### Work request
Whenever a line in the entries includes the word "post", copy that line out.

### Supplied records

════════

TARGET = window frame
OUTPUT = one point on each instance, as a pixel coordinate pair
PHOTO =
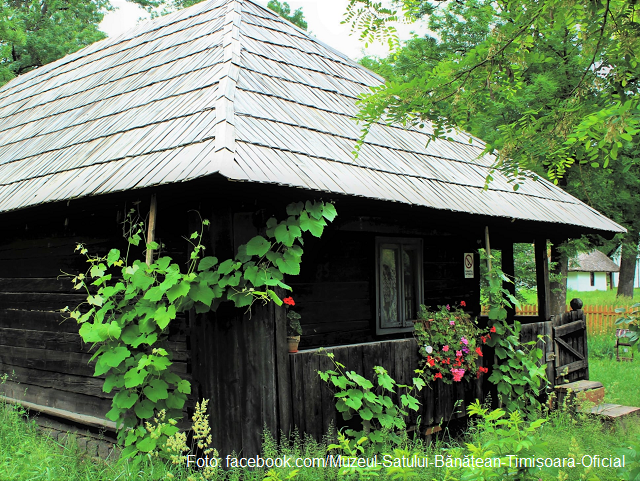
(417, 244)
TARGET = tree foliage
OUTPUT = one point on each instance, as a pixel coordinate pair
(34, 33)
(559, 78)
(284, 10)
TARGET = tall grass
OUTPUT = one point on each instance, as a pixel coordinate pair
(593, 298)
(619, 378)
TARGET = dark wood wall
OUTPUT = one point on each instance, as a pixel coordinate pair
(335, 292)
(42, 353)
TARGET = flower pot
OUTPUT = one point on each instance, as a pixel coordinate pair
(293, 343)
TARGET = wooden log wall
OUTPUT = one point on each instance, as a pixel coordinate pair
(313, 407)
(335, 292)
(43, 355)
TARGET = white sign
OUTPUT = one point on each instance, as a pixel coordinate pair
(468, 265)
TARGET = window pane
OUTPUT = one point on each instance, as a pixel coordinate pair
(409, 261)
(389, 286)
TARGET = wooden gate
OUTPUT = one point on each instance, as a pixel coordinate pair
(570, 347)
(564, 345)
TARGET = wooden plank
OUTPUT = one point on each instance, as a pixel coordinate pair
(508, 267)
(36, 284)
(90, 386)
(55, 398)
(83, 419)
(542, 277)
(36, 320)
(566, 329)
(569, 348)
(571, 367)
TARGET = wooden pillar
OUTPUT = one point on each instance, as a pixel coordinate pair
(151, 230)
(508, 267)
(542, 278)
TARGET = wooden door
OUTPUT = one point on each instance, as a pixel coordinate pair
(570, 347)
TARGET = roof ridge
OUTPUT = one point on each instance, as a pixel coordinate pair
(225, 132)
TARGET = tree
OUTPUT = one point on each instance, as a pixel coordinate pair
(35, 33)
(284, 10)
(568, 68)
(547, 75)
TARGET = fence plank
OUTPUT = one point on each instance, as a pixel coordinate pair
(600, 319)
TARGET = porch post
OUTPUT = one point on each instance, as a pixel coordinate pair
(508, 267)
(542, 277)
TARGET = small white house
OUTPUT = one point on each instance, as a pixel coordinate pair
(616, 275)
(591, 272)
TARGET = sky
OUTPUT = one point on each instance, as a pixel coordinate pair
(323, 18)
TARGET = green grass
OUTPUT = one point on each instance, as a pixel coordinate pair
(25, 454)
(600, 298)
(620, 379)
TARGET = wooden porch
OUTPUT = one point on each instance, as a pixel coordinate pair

════════

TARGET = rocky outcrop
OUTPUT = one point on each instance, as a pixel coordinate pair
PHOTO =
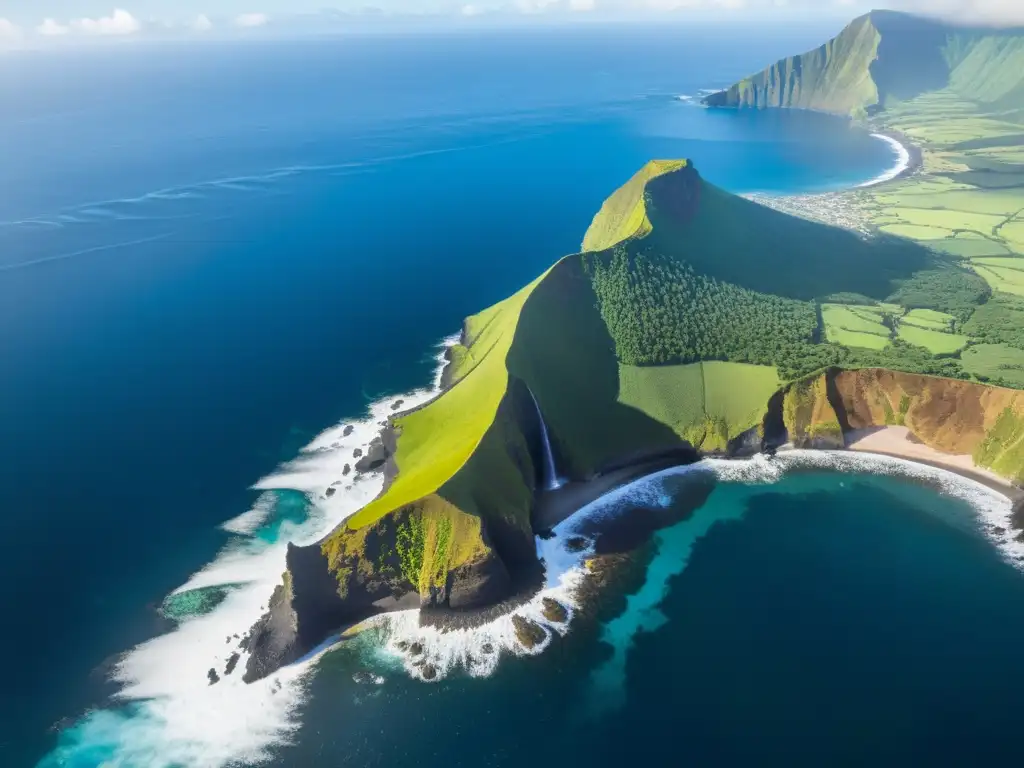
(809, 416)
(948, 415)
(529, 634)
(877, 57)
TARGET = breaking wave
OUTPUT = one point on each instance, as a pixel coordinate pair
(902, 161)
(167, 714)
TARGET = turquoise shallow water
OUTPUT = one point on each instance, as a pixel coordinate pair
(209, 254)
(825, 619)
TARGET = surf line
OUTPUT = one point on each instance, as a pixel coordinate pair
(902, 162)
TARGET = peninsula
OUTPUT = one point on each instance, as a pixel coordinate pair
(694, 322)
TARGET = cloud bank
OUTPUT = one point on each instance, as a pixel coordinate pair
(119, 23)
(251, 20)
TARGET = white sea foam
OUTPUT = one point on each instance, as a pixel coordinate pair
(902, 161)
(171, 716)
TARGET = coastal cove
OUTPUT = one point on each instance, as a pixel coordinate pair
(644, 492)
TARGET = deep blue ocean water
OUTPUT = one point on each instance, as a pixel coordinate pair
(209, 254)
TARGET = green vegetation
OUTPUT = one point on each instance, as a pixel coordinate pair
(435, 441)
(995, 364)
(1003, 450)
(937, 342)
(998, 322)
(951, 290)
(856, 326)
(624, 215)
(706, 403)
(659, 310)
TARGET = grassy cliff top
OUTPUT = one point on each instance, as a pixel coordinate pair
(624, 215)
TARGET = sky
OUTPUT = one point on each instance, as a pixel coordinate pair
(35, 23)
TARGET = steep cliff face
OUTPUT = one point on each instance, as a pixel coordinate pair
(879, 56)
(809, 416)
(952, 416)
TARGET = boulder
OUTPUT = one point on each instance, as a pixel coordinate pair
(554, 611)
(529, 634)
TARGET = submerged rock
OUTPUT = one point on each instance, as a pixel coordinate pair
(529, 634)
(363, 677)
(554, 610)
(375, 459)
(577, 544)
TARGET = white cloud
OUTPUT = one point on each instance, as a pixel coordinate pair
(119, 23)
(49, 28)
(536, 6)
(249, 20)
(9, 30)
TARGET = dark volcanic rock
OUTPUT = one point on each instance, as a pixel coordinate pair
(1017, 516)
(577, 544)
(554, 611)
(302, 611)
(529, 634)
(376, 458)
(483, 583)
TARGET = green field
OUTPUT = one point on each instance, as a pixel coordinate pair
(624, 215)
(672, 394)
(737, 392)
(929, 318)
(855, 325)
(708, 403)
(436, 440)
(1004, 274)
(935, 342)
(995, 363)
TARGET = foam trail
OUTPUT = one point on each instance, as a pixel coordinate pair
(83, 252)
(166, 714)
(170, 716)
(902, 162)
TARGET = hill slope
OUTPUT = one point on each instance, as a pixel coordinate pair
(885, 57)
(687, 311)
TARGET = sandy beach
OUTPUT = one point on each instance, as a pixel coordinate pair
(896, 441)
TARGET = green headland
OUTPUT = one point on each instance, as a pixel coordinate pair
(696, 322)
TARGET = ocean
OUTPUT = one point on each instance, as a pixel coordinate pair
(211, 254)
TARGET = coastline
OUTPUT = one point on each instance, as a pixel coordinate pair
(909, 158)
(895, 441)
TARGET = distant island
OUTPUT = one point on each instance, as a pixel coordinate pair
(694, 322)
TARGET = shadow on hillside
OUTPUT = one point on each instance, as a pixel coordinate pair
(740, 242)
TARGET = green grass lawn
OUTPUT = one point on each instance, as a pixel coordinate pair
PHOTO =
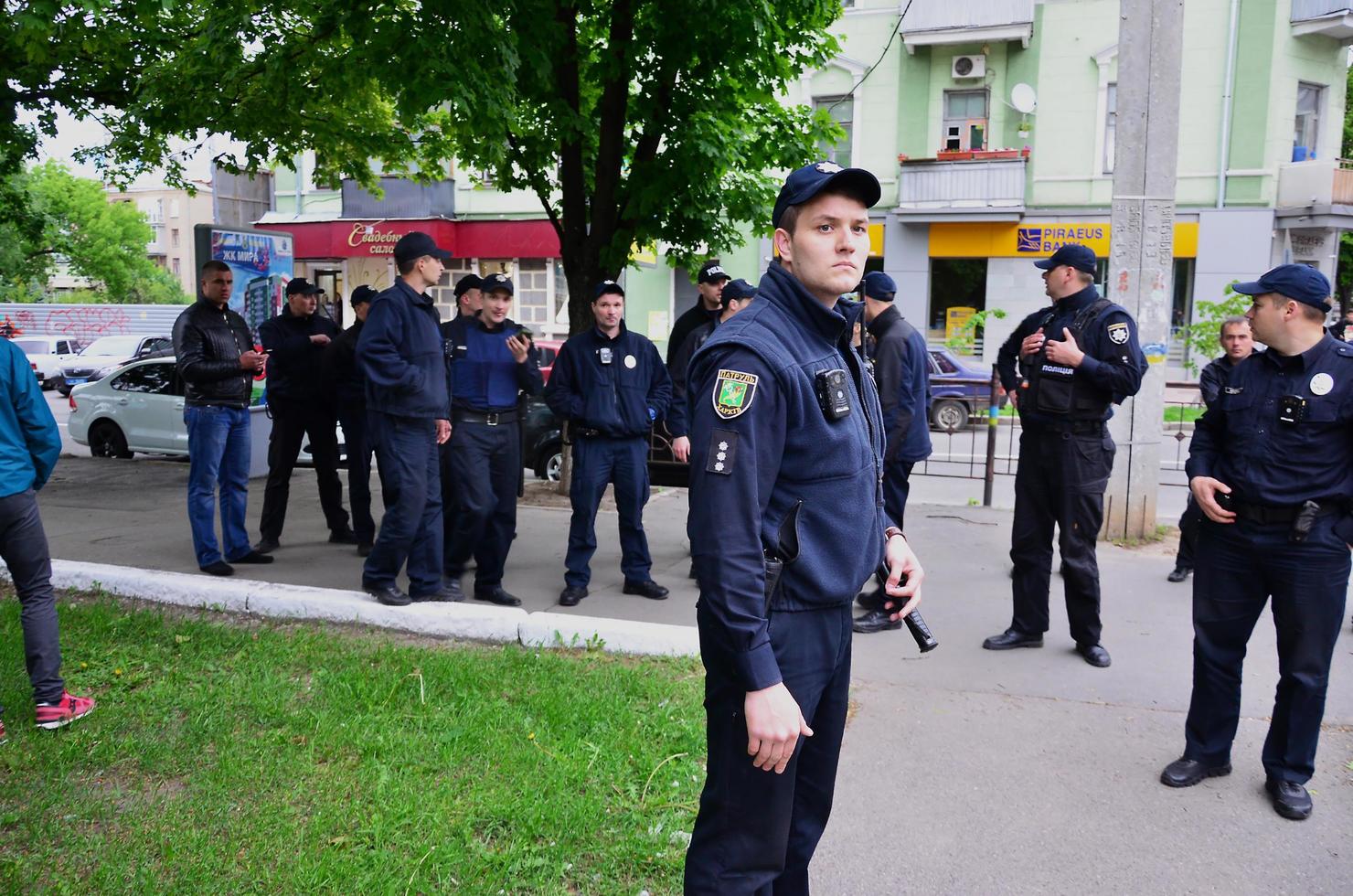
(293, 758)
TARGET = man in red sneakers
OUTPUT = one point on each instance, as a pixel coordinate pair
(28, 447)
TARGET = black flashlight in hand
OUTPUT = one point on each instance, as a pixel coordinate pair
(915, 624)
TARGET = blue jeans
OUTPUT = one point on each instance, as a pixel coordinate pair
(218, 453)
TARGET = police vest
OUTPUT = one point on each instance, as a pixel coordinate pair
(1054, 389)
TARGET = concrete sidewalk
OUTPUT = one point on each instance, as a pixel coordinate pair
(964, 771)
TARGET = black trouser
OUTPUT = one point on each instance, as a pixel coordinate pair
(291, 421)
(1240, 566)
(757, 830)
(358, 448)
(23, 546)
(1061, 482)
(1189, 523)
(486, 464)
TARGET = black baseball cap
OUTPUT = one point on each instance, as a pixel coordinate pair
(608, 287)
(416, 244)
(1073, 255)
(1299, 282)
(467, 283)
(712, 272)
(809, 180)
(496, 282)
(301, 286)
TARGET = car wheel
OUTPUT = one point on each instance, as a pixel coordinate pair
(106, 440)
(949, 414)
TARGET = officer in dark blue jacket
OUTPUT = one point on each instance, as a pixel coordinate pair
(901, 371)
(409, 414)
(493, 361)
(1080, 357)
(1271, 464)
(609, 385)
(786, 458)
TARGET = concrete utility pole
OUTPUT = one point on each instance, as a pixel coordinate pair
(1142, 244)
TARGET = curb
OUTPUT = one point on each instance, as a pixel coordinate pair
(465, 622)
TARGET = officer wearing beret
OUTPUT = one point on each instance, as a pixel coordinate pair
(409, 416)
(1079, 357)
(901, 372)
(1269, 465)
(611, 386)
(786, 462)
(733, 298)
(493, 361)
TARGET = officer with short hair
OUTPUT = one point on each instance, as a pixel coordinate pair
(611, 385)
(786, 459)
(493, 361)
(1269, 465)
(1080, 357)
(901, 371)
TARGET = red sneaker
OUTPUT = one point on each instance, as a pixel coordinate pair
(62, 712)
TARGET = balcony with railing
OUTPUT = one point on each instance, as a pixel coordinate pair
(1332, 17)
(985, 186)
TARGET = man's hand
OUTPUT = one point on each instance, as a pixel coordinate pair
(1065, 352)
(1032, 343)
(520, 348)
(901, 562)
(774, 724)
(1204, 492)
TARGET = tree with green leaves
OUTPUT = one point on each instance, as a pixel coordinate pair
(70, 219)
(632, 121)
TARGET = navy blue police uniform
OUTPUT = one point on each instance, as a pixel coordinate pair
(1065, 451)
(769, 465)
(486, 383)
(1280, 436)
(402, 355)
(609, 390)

════════

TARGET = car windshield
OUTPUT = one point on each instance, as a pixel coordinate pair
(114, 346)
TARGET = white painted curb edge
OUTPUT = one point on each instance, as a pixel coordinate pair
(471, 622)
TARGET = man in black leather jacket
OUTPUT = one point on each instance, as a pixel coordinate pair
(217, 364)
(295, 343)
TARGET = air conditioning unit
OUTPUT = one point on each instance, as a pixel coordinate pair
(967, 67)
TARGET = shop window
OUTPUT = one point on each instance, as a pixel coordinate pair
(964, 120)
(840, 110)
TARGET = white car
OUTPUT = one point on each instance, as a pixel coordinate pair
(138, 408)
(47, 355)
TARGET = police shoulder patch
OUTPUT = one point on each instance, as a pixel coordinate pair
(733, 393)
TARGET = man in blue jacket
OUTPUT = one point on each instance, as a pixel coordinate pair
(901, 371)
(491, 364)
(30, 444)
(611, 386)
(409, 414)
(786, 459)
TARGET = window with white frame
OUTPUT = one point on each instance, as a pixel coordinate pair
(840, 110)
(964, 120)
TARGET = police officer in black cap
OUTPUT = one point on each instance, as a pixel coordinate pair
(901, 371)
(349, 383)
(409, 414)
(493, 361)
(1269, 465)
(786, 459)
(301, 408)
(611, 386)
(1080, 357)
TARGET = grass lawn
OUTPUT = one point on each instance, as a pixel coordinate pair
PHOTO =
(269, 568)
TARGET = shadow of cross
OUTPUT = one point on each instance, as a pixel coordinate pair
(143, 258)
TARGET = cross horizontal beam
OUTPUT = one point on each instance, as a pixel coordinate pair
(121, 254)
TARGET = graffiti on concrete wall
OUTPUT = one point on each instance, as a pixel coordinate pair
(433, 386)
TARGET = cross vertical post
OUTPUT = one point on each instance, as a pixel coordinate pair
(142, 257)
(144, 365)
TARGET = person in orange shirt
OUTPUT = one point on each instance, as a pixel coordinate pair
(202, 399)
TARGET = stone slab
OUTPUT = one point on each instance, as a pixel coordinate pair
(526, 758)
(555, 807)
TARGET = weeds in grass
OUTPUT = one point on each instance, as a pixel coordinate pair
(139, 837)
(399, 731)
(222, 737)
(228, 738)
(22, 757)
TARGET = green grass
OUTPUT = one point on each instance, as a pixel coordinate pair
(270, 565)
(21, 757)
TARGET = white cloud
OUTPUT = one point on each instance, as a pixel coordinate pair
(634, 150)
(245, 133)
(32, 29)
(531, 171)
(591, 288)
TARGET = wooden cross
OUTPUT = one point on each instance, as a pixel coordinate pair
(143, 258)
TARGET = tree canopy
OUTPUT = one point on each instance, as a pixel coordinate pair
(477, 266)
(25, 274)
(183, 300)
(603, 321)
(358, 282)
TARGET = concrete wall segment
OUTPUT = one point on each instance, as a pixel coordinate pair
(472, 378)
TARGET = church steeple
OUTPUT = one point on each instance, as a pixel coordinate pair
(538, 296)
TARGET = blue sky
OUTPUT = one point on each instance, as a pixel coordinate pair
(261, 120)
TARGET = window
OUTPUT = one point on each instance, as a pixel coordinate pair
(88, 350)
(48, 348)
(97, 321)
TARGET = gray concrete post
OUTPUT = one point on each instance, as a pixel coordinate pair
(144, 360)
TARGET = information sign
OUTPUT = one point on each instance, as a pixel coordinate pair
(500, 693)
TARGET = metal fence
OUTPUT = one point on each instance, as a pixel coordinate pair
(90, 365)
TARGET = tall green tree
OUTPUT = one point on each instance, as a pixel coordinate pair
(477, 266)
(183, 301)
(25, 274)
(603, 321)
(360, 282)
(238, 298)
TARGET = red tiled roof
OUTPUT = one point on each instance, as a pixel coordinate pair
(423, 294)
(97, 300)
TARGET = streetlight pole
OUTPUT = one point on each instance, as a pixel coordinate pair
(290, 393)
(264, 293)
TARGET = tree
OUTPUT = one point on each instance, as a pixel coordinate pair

════════

### Solution for this task
TARGET = porch post
TARGET = cross vertical post
TARGET = gray concrete post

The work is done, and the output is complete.